>> Start Document section

The romantic complications of South Asian children who grow up here have rarely been displayed as vividly as in this film, which tells the story of a Pakistani comic and Uber driver in a relationship with a grad student, who is white. Starring and co-written by Kumail Nanjiani, who was born in Karachi, it explores the South Asian identity in depth, and speaks to conflicts that many of us face growing up in America.

The film is about Nanjiani’s real-life courtship, breakup and eventual marriage to Emily V. Gordon, his wife and co-author (played by Zoe Kazan). And even though no one I’ve dated fell into a coma, as Gordon did, Nanjiani’s struggle was a recognizable one.

He wasn’t the first to tell a uniquely South Asian story, of course: Kal Penn explored similar themes in the 2007 film “The Namesake,” based on the book by Jhumpa Lahiri. Ravi Patel lays this conflict bare in his 2015 documentary, “Meet The Patels,” in which he allows his parents to arrange a marriage for him, at the expense of his true love at the time, a writer named Audrey Wauchope. And there is Aziz Ansari, who stars in Netflix’s “Master of None” and dives into this subject in episodic format.

But a number of South Asian women have expressed a reaction completely different from mine, seeing “The Big Sick” as yet another movie that portrays South Asian women as inherentlyless desirable.

>> End Document section

> [Task objective] Repeat the passage about South Asian identity in "The Big Sick" word for word, in full. The items that follow are separate material.

>> Start Recorded data

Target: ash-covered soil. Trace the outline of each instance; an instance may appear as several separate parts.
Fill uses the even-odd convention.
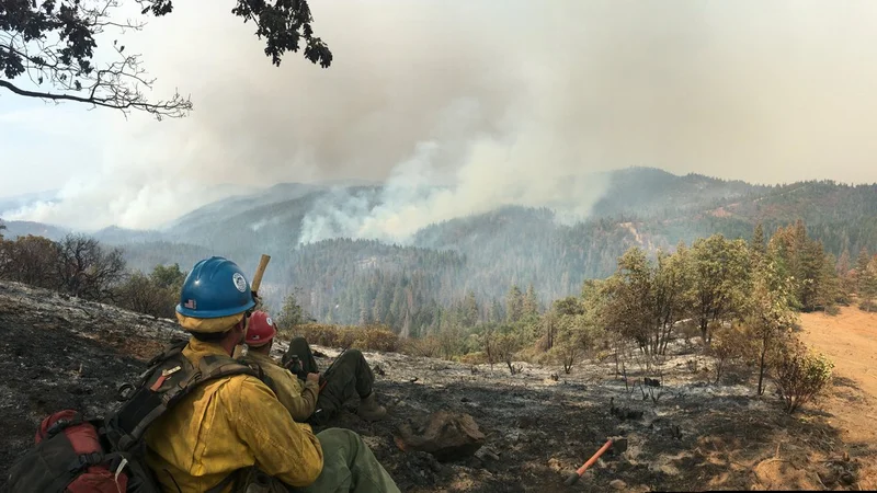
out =
[[[66,408],[101,413],[146,359],[184,336],[170,320],[0,284],[0,471],[32,444],[45,415]],[[328,356],[318,358],[322,368],[339,353],[315,348]],[[788,416],[775,397],[752,397],[745,371],[740,385],[710,385],[707,358],[682,342],[672,353],[648,372],[629,359],[627,385],[610,362],[583,363],[571,375],[523,365],[523,374],[510,376],[500,365],[365,353],[384,372],[376,389],[391,417],[368,424],[349,412],[333,425],[360,433],[405,492],[858,488],[858,460],[873,447],[847,447],[829,424],[831,414]],[[663,385],[643,387],[643,376]],[[475,457],[440,463],[397,447],[400,424],[440,410],[478,423],[486,440]],[[627,438],[628,449],[607,452],[565,486],[567,474],[608,437]]]

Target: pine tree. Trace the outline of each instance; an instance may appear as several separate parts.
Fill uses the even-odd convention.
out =
[[[524,316],[524,297],[521,289],[513,285],[505,296],[505,317],[510,322],[517,322]]]
[[[862,250],[858,252],[858,259],[856,259],[856,291],[858,294],[862,294],[863,279],[868,271],[869,262],[870,255],[868,255],[868,249],[862,246]]]
[[[533,284],[527,286],[527,293],[524,295],[522,308],[524,317],[539,314],[539,300],[536,298],[536,289],[533,288]]]
[[[758,259],[764,257],[767,252],[764,243],[764,227],[761,222],[755,225],[755,229],[752,231],[752,240],[749,242],[749,248]]]
[[[865,311],[877,311],[877,255],[868,261],[862,275],[858,277],[859,307]]]

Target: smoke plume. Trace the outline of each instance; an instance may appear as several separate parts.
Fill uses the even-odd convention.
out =
[[[16,217],[157,227],[277,182],[339,192],[301,241],[405,239],[503,204],[588,214],[592,172],[651,165],[761,183],[874,181],[877,3],[311,0],[329,69],[280,68],[254,26],[208,0],[126,35],[193,114],[102,113],[96,174]],[[86,137],[88,136],[88,137]],[[231,190],[216,185],[232,184]],[[10,217],[12,218],[12,217]]]

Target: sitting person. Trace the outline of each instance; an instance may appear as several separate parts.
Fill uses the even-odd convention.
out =
[[[387,410],[378,405],[373,391],[375,377],[360,351],[344,352],[320,375],[310,347],[301,337],[289,343],[289,349],[283,356],[283,366],[278,365],[270,356],[276,334],[274,322],[267,313],[253,312],[247,331],[248,351],[243,359],[262,369],[277,400],[295,421],[326,423],[354,395],[361,399],[360,417],[365,421],[387,417]]]
[[[206,358],[230,362],[246,339],[253,295],[234,262],[214,256],[195,264],[176,306],[191,334],[183,355],[195,366]],[[253,469],[270,477],[270,490],[260,491],[399,491],[362,437],[341,428],[315,435],[274,395],[248,375],[217,378],[156,420],[145,439],[161,491],[243,491],[243,480],[254,477],[238,474]]]

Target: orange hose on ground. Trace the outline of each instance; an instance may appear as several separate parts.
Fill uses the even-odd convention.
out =
[[[570,475],[569,475],[569,478],[567,478],[566,484],[567,484],[567,485],[571,485],[571,484],[573,484],[576,481],[578,481],[578,480],[579,480],[579,478],[581,478],[581,477],[582,477],[582,474],[584,474],[584,471],[586,471],[586,470],[588,470],[588,468],[590,468],[591,466],[593,466],[593,465],[594,465],[594,462],[596,462],[596,459],[599,459],[599,458],[600,458],[600,456],[602,456],[602,455],[603,455],[603,452],[605,452],[606,450],[608,450],[608,449],[610,449],[610,447],[612,447],[612,439],[608,439],[608,440],[606,440],[606,443],[605,443],[605,444],[603,444],[603,446],[602,446],[602,447],[600,447],[600,450],[597,450],[597,451],[596,451],[596,454],[594,454],[593,456],[591,456],[591,458],[590,458],[590,459],[588,459],[588,462],[584,462],[584,463],[582,465],[582,467],[580,467],[580,468],[579,468],[579,469],[578,469],[576,472],[573,472],[572,474],[570,474]]]

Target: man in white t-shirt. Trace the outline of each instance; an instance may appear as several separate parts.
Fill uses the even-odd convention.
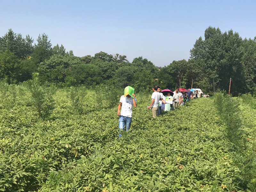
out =
[[[132,96],[132,97],[129,95],[122,95],[120,98],[117,109],[117,115],[120,116],[119,118],[119,128],[122,131],[124,131],[124,125],[125,126],[126,131],[128,131],[130,129],[132,123],[132,106],[134,108],[137,107],[135,95],[133,94]],[[120,112],[121,106],[122,107]],[[119,138],[122,135],[119,134]]]
[[[174,92],[173,95],[172,96],[174,101],[173,105],[174,109],[178,108],[178,105],[179,103],[180,102],[180,93],[179,92],[179,89],[177,88],[175,91]]]
[[[155,85],[153,87],[153,91],[154,92],[152,93],[152,96],[151,96],[152,102],[150,105],[148,107],[148,108],[149,109],[151,106],[152,107],[152,115],[154,118],[156,117],[156,115],[158,112],[158,110],[159,109],[158,104],[159,100],[161,100],[164,104],[165,104],[165,102],[163,98],[161,98],[161,95],[160,93],[157,92],[157,88],[156,85]]]
[[[161,96],[160,97],[160,98],[162,98],[165,101],[165,98],[164,96],[164,95],[160,91],[161,90],[161,88],[160,88],[160,87],[157,87],[157,92],[160,93],[160,95],[161,95]],[[161,115],[161,110],[163,109],[162,108],[162,105],[164,105],[164,103],[162,104],[162,101],[161,100],[160,100],[159,101],[159,109],[158,110],[158,112],[157,112],[157,116],[159,116]]]

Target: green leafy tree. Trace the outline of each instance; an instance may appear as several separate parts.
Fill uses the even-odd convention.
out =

>> End Recorded data

> [Result below]
The romantic complications of South Asian children who grow up here have rarely been displayed as vividly as in this film, which tells the story of a Pakistani comic and Uber driver in a relationship with a grad student, who is white. Starring and co-written by Kumail Nanjiani, who was born in Karachi, it explores the South Asian identity in depth, and speaks to conflicts that many of us face growing up in America.

The film is about Nanjiani’s real-life courtship, breakup and eventual marriage to Emily V. Gordon, his wife and co-author (played by Zoe Kazan). And even though no one I’ve dated fell into a coma, as Gordon did, Nanjiani’s struggle was a recognizable one.

He wasn’t the first to tell a uniquely South Asian story, of course: Kal Penn explored similar themes in the 2007 film “The Namesake,” based on the book by Jhumpa Lahiri. Ravi Patel lays this conflict bare in his 2015 documentary, “Meet The Patels,” in which he allows his parents to arrange a marriage for him, at the expense of his true love at the time, a writer named Audrey Wauchope. And there is Aziz Ansari, who stars in Netflix’s “Master of None” and dives into this subject in episodic format.

But a number of South Asian women have expressed a reaction completely different from mine, seeing “The Big Sick” as yet another movie that portrays South Asian women as inherentlyless desirable.